● WHAT YOU WILL DO: Copy the records verbatim, starting at their first line and stopping after the line that contains "130L214 133L219 131L216".

● DATASET:
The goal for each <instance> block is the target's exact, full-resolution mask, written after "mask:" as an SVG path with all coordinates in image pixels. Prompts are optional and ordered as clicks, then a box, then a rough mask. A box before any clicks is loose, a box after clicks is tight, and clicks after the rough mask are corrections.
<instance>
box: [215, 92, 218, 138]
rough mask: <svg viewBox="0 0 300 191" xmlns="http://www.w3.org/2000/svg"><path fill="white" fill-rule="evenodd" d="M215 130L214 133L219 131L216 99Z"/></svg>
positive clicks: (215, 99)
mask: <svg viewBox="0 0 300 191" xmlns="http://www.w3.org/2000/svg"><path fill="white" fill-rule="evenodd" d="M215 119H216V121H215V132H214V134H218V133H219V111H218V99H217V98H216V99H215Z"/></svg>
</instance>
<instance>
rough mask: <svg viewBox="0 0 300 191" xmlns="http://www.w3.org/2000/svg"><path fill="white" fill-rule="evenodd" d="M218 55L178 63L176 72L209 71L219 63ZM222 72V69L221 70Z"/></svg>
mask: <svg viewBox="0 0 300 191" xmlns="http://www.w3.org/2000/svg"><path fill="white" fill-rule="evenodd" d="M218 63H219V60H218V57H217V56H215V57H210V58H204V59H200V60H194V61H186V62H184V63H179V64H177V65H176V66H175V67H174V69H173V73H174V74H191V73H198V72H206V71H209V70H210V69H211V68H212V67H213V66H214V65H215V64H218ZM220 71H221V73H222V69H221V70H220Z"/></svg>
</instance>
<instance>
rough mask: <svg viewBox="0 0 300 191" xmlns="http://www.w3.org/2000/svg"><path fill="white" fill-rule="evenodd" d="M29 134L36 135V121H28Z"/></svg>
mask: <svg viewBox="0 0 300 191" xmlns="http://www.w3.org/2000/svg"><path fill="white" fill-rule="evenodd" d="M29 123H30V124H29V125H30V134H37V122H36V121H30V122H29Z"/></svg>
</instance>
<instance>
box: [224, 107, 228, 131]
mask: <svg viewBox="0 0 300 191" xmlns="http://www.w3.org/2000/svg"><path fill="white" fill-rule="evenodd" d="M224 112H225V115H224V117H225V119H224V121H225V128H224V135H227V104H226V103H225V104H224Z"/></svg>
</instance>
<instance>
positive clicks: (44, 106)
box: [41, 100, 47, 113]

● SOLVED PROBLEM:
The goal for each <instance> block is the target's exact, full-resolution mask, written after "mask:" as an SVG path with all coordinates in image pixels. Prompts are optional and ordered as clicks, then a box, then a rough mask. A box before any clicks is loose, a box after clicks is tight, and clicks after the rough mask are corrections.
<instance>
box: [215, 92, 218, 138]
rough mask: <svg viewBox="0 0 300 191" xmlns="http://www.w3.org/2000/svg"><path fill="white" fill-rule="evenodd" d="M215 130L214 133L219 131L216 99Z"/></svg>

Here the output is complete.